▸ **What is needed**
Copy out the final stretch of the listing: the line that contains "Each instance of the window" and all lines after it, exactly as they appear.

▸ **Dataset records about object locations**
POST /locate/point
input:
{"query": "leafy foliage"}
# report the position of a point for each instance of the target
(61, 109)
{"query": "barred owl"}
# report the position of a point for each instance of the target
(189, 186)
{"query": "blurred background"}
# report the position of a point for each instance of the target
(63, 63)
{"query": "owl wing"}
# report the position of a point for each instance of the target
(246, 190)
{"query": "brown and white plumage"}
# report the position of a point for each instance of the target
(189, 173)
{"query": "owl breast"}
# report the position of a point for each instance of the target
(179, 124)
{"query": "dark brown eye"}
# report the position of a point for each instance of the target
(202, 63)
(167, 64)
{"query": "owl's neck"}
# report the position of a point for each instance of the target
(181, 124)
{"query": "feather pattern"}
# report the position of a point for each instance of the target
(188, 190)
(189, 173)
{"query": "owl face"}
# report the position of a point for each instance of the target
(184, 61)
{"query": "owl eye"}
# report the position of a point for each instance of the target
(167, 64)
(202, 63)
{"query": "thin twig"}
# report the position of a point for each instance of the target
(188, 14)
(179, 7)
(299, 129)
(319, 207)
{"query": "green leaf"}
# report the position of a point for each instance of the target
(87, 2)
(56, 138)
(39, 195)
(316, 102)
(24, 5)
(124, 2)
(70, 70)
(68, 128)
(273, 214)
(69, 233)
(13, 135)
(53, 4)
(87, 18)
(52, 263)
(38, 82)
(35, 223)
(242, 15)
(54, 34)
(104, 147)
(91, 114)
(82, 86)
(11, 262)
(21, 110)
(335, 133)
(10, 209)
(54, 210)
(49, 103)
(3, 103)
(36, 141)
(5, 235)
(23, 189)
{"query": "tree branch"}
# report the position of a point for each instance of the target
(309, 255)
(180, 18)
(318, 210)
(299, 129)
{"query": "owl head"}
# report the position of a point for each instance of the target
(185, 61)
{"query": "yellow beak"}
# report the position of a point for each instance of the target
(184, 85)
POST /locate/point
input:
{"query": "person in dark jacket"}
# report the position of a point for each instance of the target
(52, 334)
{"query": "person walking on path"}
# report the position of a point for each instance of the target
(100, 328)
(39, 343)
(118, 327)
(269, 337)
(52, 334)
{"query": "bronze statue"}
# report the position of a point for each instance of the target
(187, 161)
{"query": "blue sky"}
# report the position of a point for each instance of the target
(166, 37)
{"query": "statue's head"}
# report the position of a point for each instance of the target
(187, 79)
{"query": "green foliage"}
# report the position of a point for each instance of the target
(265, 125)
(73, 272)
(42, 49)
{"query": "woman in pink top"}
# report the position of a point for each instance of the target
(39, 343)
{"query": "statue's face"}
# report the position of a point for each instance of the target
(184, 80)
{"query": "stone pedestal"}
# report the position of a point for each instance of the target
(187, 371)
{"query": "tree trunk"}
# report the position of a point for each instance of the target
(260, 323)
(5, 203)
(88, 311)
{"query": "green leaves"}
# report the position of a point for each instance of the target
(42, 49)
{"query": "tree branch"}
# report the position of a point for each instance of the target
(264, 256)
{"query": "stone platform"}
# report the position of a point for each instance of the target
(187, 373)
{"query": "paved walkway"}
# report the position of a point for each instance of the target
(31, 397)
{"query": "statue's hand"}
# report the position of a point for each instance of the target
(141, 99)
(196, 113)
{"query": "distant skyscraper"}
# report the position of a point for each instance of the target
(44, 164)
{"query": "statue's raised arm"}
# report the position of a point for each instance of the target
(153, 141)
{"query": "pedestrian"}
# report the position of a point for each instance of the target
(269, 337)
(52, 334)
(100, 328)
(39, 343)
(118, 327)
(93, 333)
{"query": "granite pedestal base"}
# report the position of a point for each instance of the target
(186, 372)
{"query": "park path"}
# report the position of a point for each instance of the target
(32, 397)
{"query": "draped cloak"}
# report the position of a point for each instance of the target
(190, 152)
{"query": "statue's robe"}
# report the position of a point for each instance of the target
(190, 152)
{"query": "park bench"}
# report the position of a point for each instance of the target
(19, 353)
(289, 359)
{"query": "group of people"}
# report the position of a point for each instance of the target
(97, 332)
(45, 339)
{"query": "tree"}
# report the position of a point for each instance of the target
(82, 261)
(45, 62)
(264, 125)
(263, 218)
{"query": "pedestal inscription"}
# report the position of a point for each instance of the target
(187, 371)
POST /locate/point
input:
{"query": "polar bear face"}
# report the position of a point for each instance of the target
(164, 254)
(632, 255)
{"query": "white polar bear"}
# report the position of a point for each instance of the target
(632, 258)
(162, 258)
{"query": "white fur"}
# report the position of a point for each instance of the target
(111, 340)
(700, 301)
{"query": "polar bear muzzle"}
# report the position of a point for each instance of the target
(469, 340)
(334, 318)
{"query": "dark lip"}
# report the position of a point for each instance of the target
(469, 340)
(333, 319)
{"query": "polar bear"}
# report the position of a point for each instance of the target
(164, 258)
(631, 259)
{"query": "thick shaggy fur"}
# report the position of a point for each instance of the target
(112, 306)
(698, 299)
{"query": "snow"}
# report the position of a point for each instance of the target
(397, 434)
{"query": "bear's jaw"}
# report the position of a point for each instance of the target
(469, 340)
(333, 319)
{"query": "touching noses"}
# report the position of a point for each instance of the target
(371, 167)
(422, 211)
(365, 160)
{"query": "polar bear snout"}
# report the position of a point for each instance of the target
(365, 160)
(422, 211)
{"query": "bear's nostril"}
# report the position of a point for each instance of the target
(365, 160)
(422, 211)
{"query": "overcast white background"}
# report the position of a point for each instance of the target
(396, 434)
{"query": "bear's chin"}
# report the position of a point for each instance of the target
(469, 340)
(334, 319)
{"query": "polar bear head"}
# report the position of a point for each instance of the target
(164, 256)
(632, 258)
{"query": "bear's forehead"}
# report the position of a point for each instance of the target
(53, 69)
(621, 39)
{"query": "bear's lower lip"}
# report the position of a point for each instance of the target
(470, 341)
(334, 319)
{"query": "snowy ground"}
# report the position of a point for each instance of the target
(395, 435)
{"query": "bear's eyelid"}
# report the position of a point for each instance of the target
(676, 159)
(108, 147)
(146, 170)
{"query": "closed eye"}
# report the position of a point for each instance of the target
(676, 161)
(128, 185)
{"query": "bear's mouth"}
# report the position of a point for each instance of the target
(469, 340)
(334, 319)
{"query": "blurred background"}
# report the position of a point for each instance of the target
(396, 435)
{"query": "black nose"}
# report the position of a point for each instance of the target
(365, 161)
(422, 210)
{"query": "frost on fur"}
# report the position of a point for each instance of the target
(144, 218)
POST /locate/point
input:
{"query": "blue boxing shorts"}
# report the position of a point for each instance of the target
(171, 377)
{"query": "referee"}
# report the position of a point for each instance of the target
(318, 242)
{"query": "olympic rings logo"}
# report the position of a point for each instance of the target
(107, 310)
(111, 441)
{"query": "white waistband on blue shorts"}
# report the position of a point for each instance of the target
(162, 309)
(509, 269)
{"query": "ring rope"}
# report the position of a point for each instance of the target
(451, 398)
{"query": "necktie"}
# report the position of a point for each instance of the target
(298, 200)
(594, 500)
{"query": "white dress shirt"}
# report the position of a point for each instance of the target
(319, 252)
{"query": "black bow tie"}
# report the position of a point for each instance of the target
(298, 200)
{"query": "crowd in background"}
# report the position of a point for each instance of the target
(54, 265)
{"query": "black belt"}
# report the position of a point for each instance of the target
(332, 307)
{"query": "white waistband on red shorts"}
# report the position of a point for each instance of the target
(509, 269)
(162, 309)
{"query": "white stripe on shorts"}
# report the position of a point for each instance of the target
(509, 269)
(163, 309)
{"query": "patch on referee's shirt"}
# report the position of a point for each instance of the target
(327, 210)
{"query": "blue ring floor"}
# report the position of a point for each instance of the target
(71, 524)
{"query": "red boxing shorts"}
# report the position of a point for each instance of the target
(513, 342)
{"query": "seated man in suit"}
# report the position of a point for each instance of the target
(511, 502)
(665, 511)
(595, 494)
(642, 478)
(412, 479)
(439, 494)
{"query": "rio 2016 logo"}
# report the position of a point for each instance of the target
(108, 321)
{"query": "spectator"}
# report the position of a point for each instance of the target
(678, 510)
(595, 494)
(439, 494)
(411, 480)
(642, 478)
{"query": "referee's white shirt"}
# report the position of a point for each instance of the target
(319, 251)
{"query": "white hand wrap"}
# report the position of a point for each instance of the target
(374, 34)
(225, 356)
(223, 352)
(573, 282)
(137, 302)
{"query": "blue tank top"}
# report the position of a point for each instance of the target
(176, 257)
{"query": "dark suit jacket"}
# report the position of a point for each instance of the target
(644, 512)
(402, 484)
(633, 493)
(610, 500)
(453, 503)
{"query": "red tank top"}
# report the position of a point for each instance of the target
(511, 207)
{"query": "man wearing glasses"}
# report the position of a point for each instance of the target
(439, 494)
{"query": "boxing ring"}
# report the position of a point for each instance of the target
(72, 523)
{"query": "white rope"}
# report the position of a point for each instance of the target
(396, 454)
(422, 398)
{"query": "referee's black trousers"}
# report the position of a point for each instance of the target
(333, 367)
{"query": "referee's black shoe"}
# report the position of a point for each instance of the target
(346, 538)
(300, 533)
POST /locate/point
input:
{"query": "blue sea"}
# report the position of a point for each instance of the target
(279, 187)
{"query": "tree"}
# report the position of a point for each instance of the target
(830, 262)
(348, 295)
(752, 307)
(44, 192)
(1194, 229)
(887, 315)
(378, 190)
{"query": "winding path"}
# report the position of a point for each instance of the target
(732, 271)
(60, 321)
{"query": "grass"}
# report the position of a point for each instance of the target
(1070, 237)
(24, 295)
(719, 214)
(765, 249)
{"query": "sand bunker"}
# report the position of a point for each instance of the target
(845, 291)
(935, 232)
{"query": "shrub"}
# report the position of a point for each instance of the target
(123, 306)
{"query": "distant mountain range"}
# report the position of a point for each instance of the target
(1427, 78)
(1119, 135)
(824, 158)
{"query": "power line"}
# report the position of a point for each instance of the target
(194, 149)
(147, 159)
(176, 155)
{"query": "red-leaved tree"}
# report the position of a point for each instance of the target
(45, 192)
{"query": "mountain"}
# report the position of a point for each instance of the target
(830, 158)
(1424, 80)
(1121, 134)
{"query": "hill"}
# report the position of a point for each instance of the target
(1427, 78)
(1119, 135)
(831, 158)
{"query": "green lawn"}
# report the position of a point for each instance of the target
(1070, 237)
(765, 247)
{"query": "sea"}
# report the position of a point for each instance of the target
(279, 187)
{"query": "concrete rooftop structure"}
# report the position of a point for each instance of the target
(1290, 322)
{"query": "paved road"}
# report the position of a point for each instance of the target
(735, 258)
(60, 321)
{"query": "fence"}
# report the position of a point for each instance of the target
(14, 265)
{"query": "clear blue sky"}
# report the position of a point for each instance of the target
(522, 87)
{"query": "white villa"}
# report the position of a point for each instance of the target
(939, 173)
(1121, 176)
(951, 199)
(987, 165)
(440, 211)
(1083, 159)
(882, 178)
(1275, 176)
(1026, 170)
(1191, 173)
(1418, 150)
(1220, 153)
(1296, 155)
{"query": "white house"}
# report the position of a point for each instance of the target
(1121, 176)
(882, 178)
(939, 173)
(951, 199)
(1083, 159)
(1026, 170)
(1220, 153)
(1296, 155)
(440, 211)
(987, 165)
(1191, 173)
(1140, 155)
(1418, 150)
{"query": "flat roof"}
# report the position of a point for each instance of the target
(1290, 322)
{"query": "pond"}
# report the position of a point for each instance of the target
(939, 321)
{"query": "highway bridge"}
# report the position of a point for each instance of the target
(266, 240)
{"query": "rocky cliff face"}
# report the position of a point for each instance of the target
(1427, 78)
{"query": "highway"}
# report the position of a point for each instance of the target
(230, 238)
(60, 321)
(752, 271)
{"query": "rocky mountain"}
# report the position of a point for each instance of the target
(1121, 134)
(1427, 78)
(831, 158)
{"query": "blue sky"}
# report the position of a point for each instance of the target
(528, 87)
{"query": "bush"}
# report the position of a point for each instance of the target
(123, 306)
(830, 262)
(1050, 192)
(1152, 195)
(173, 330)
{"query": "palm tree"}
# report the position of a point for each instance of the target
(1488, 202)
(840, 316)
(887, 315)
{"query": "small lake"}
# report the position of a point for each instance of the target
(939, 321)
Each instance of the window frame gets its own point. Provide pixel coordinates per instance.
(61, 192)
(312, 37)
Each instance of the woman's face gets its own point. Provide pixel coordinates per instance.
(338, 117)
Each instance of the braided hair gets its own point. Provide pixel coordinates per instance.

▸ **Answer for this exercise**
Each instance of the window frame gets its own point. Provide pixel coordinates per instance.
(61, 192)
(312, 37)
Each instance of the woman's face gets its own point. Provide pixel coordinates per instance.
(338, 117)
Each instance of the braided hair gets its own point. Provide pixel coordinates per instance.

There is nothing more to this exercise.